#### Provided material
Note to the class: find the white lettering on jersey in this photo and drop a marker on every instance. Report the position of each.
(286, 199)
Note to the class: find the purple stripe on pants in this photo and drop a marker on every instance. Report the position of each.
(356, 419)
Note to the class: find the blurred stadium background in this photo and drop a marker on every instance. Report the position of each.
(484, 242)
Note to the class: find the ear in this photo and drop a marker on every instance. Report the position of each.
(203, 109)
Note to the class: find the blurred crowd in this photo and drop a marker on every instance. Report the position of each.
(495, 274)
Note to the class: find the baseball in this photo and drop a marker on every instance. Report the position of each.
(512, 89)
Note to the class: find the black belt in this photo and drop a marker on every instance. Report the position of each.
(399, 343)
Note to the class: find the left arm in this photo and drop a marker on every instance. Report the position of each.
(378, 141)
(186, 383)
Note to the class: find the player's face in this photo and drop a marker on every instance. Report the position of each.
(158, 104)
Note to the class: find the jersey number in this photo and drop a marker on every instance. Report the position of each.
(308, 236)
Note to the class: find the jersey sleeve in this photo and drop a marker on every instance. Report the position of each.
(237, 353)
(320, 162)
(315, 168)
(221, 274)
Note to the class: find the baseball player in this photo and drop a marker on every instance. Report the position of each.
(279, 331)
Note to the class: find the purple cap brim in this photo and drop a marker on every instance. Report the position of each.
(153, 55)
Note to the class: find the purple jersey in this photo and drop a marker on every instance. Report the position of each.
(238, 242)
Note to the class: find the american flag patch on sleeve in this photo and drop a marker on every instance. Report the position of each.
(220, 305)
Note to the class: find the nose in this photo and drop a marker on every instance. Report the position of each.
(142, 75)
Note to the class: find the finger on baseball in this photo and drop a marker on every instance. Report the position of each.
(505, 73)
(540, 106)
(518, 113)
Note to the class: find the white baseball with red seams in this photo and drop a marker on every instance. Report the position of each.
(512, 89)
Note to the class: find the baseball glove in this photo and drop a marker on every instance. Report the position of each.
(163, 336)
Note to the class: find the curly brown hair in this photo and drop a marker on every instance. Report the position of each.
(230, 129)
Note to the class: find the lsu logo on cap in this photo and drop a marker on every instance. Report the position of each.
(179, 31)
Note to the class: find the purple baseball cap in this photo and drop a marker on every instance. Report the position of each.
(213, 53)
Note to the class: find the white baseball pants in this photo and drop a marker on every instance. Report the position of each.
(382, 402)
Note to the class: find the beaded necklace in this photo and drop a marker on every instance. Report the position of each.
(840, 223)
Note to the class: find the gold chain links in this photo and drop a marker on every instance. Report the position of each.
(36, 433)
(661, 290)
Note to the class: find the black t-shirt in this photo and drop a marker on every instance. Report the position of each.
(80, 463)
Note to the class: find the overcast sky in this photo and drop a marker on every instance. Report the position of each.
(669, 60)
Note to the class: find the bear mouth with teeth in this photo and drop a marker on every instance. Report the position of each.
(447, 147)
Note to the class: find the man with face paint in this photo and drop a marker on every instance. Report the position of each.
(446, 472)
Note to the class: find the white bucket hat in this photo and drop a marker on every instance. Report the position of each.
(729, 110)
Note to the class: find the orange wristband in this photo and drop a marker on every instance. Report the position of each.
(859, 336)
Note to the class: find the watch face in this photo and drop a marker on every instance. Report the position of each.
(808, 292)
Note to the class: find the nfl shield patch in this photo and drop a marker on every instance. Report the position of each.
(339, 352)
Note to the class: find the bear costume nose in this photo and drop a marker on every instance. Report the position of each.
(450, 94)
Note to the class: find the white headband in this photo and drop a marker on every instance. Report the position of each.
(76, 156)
########
=== Stated exercise ===
Output each entry precisely as given.

=== The reply ===
Note to the class: find the white lettering on jersey in this photo and drop a marker on every instance. Report the position of each.
(286, 199)
Note to the class: find the purple stripe on pants in this photo and drop a marker on every instance. Report the position of each.
(356, 419)
Note to the class: find the blurred stadium background in this photo and drop a marker on every instance. Report the position of each.
(484, 242)
Note to the class: find the ear in this photo and drop a marker on every instance. Report the position of each.
(203, 109)
Note to the class: find the blurred crowd in this photo and drop a marker on every instance. Report the position of each.
(495, 274)
Note to the class: find the baseball in this photo and drop a marker on every instance. Report the position of each.
(512, 89)
Note to the class: find the black belt in this photo and drop a marker on every instance. Report the position of each.
(399, 343)
Note to the class: find the left arm in this photo and drop a marker on every instance. Report the position of each.
(378, 141)
(186, 383)
Note to the class: find the player's face in this photo and drop a marker on every instance. Report the position of each.
(158, 104)
Note to the class: find the jersey number in this photo and drop a marker on every instance. Report the position of each.
(308, 236)
Note to the class: find the jersey sleeve in this photo and drop a marker on every instance. Report the position of each.
(237, 353)
(320, 162)
(315, 168)
(221, 274)
Note to the class: find the baseball player in this photo and drop a marker on every instance. Report the position of each.
(279, 331)
Note to the class: find the purple cap brim in this photo and drop a marker on every instance. Report the position of each.
(153, 55)
Note to the class: find the purple jersey in this photo and drop a marker on every instance. Report the position of each.
(238, 242)
Note to the class: find the american flag patch on sleeve in this photo and drop a marker on every instance. Report the position of each.
(220, 305)
Note to the class: find the nose in this photo and drop a marker on every instance. Report the position of each.
(142, 75)
Note to the class: find the finger on baseball in this photo and drop a marker on every instance. Report the position of each.
(505, 73)
(540, 106)
(518, 113)
Note to the class: find the white baseball with red seams in this photo and drop a marker on every instance. Report the position of each.
(512, 89)
Note to the class: find the baseball glove in this photo and drop a marker on every instance. Report the position of each.
(163, 336)
Note to the class: find the curly brown hair in this photo and drop a marker on every instance. Report the position of each.
(230, 129)
Note to the class: find the lsu logo on cap in this photo and drop a marker on every instance. Report the position of each.
(179, 31)
Note to the class: find the purple baseball cap in this photo and drop a marker on every instance. Report the position of each.
(213, 53)
Note to the class: find the white baseball pants in this photo and drop a marker on every instance. Report the position of each.
(382, 402)
Note to the class: find the beaded necklace in this photo and drop a marker on every instance. Report the position of each.
(840, 223)
Note to the class: find the gold chain links in this photo and drop a marker on every instance. Report the position of each.
(36, 433)
(661, 290)
Note to the class: find the black t-shirt in this photo and drop a marker on every instance. Report the position of each.
(80, 463)
Note to the class: find the overcast sky in this photo and drop a marker on every instance. Report the position of each.
(669, 60)
Note to the class: find the bear mouth with teeth in this photo and drop a marker on every instance. Report the position of each.
(447, 147)
Note to the class: find the man with face paint in this photo and drop a marker on every instance. Report the position of each.
(446, 472)
Note to the class: find the white bucket hat in this photo and drop a marker on every instance. Report the position of each.
(729, 110)
Note to the class: find the orange wristband in this photo and drop a marker on every instance. Report the position of each.
(859, 336)
Note to the class: find the watch face in this photo and drop a marker on every instance. Report the position of each.
(808, 292)
Note to the class: find the nfl shield patch in this photo and drop a marker on every instance. Report the position of each.
(339, 352)
Note to the class: find the bear costume nose in this photo and drop a marker on every instance. Report the position of each.
(450, 94)
Note to the class: find the white headband in this photo and drop a marker on every instance. Report the position of each.
(76, 156)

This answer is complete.